*** Opening Excerpted data ***
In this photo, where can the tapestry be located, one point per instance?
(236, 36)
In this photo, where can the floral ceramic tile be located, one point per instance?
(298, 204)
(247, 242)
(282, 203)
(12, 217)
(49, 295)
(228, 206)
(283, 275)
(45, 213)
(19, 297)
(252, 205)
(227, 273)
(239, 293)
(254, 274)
*** Closing Excerpted data ***
Problem details = Could you set down every record exactly as given?

Solution for this problem =
In this photo, where can the tapestry be located, one point per instance?
(236, 36)
In this photo, where can the floral ceramic tile be located, one point per instance?
(298, 204)
(247, 242)
(282, 203)
(12, 217)
(49, 295)
(228, 206)
(283, 275)
(45, 213)
(19, 297)
(252, 205)
(227, 273)
(239, 293)
(254, 274)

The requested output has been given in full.